• Extracted material
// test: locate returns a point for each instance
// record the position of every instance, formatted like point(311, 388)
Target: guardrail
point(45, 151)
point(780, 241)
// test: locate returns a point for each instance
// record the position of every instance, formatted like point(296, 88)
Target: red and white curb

• Exercise
Please output the line that contains "Target: guardrail" and every line after it in the entries above, exactly, and nothing more.

• Result of this task
Target: guardrail
point(45, 151)
point(780, 241)
// test: locate returns a point for each instance
// record the position of every instance, formatted like point(296, 88)
Target: red and white curb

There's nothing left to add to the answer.